**Exercise description**
Return every one of the records below word for word, with nothing altered.

================================

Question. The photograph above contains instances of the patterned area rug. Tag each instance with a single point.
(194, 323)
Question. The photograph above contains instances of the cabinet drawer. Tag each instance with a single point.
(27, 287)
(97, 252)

================================

**Expected output**
Question. The photograph above contains instances of the patterned area rug. Tag each instance with a single point.
(194, 323)
Question. The photograph above contains instances of the cabinet drawer. Tag each instance with a single point.
(27, 287)
(97, 252)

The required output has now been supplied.